**EXERCISE PROMPT:** Copy out, word for word, the material from the line containing "target=colorful striped sleeve mode=detect" up to and including the line containing "[8,311,640,426]". Leave any pictures out of your copy.

**Source data:**
------------

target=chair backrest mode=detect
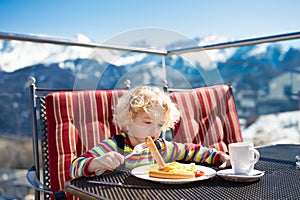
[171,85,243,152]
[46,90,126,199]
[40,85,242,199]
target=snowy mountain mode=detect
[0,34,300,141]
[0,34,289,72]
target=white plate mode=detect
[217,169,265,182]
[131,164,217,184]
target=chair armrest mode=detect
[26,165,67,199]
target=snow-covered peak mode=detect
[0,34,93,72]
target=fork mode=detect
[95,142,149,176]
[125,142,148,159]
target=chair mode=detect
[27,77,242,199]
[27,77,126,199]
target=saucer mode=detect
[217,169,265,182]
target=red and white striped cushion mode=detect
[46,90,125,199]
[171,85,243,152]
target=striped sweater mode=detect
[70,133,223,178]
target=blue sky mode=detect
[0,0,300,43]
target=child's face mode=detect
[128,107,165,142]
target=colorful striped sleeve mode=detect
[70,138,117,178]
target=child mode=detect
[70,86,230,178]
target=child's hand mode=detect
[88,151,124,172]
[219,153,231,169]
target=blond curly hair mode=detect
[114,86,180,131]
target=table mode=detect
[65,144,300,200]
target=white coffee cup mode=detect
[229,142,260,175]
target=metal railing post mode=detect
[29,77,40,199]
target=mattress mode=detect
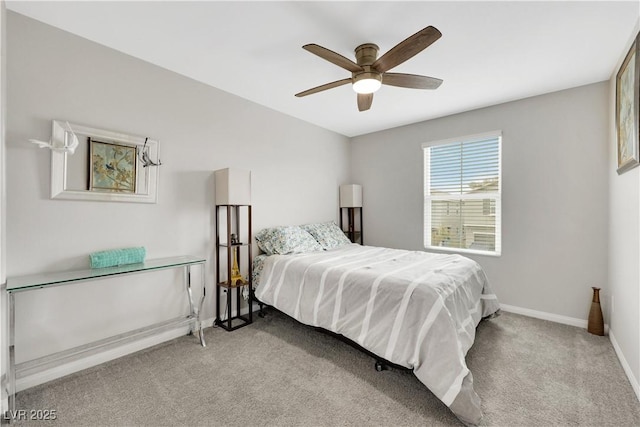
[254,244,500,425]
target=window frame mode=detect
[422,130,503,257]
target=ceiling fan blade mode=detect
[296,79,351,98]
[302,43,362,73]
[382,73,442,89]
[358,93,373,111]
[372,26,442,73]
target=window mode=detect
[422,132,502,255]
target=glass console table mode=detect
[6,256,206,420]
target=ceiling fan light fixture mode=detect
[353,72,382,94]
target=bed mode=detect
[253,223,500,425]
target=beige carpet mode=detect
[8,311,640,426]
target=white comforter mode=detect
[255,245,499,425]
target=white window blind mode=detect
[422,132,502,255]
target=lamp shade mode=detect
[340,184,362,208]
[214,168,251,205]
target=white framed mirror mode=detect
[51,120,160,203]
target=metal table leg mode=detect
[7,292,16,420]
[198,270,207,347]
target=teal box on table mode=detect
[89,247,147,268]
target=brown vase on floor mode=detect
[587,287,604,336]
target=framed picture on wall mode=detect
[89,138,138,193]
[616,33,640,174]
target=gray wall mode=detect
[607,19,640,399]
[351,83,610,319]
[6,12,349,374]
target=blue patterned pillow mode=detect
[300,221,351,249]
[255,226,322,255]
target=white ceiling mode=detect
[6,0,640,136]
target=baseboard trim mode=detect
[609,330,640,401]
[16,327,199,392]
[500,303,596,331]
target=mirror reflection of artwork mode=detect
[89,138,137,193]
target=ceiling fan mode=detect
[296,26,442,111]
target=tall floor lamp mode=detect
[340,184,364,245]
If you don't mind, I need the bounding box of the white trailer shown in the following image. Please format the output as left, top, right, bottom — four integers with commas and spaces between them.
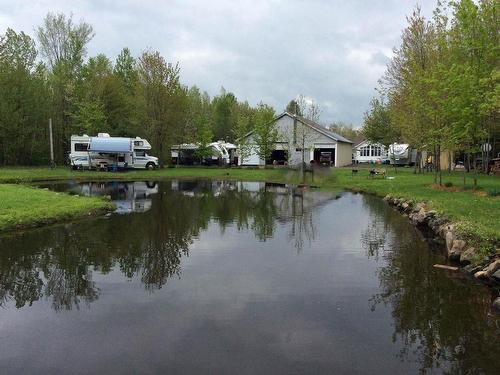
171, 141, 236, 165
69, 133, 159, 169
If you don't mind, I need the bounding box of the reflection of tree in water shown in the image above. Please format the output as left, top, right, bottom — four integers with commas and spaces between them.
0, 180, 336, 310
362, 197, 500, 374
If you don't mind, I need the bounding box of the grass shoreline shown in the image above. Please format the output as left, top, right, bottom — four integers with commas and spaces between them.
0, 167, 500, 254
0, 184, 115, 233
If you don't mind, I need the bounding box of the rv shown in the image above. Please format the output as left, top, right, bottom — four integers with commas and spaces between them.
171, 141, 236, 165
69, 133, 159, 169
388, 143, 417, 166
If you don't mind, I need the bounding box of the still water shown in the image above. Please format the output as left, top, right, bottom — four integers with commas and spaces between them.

------------

**RESPONSE TO THE EXERCISE:**
target=colorful striped sleeve mode=detect
[70,138,117,178]
target=child mode=detect
[70,86,230,178]
target=child's hand mode=detect
[88,151,124,172]
[219,153,231,169]
target=blond curly hair mode=detect
[114,86,180,131]
target=table mode=detect
[65,144,300,200]
target=white coffee cup mode=detect
[229,142,260,175]
target=metal railing post mode=detect
[29,77,40,199]
target=mattress mode=detect
[254,244,500,425]
target=window frame mode=detect
[422,130,503,257]
target=ceiling fan blade mode=detect
[296,79,351,98]
[302,43,362,73]
[382,73,442,89]
[358,93,373,111]
[372,26,442,73]
target=window mode=detect
[422,132,502,255]
target=glass console table mode=detect
[6,256,206,420]
target=ceiling fan light fixture mode=detect
[353,72,382,94]
target=bed mode=detect
[253,223,500,425]
target=beige carpet mode=detect
[8,311,640,426]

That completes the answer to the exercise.